• [Excerpted passage]
- - -
2023 White House Holiday Theme:

Magic, Wonder, & Joy

The 2023 White House Holiday Display is designed to capture the pure, unfiltered delight and imagination of childhood, and encourage visitors to reflect on this time of year with hearts open to the “Magic, Wonder, and Joy” of the season.

The 2023 White House holiday theme is inspired by how children experience this festive season: completely present in the beauty and bounty around them, their senses alight, with hearts open to the “Magic, Wonder, and Joy” of the holidays. In this season of reflection and goodwill, we hope you will embrace your inner child and delight in simply being present with those you love. It is a time for our senses to awaken—for each of us to smell the aroma of favorite family recipes, to hear the warmth of a dear friend’s voice, to see the glow of lights and decorations, to taste the sweetness of candies and treats, and to feel the quiet stillness and strength of faith.

We hope you enjoy the holidays at the White House— “The People’s House,” your house. May the memories made here remind us all of the blessing that is our Nation.

The First Lady and President wrote in a welcome letter at the beginning of the commemorative 2023 White House Holiday Guide.

Welcome to the White House

Each room and design element throughout the White House holiday display encourages you to embrace your inner child, indulge your senses, and delight in the “Magic, Wonder, and Joy” of the season.
- - -
• [Problem A]
Give the lines of the dataset excerpt below as a JSON list of strings, one string per line, with blank lines left out. Leave the pictures out of the answer.

[Excerpt from a dataset]
- - -
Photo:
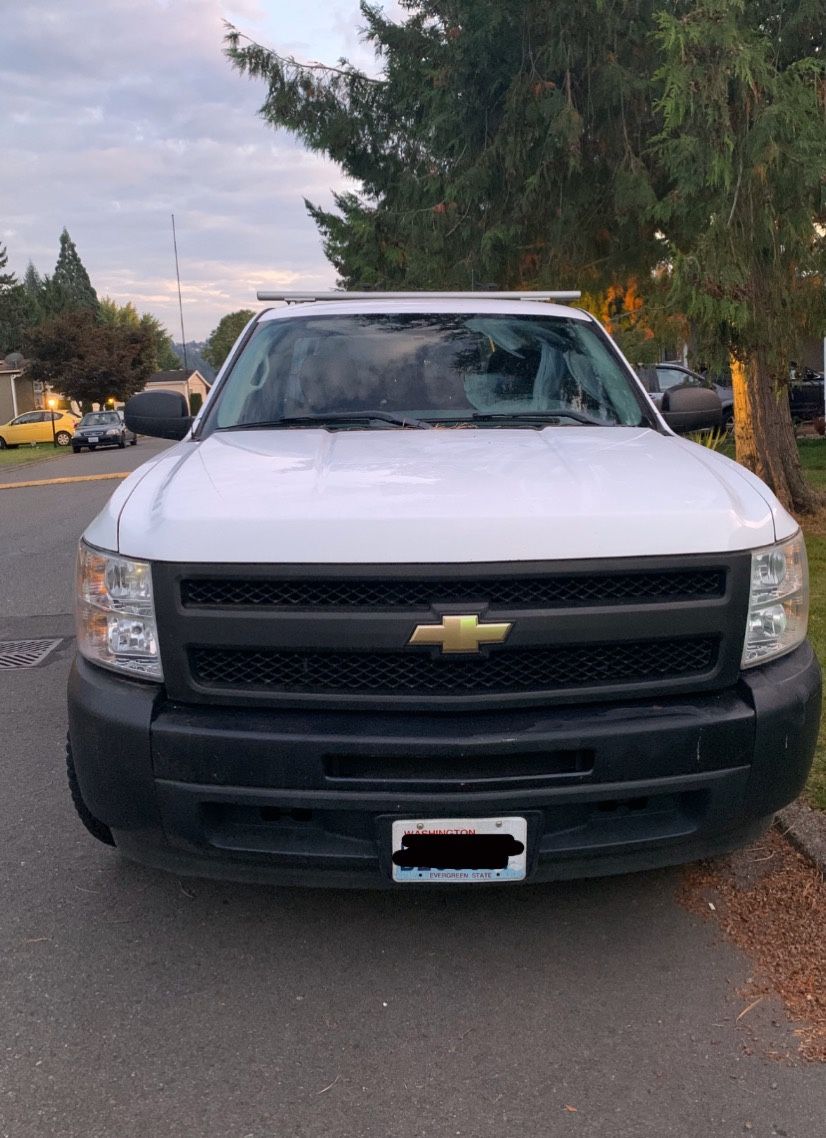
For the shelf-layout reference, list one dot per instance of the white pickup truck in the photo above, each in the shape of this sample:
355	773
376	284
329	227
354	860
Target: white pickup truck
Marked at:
- - -
• [Problem B]
Do these statements agree with the holiday theme page? Answer yes or no for each, and quote the words from the page that decide it. (i) The 2023 theme is drawn from the way children experience the season. (ii) The welcome letter comes at the end of the 2023 holiday guide. (iii) The page calls the White House "The People's House."

• [Task output A]
[
  "Photo:",
  "For the shelf-layout reference, list one dot per instance of the white pickup truck in the photo above, each in the shape of this sample:",
  "355\t773",
  "376\t284",
  "329\t227",
  "354\t860",
  "Target: white pickup truck",
  "Marked at:"
]

• [Task output B]
(i) Yes: "The 2023 White House holiday theme is inspired by how children experience this festive season"
(ii) No: "wrote in a welcome letter at the beginning of the commemorative 2023 White House Holiday Guide"
(iii) Yes: "“The People’s House,” your house"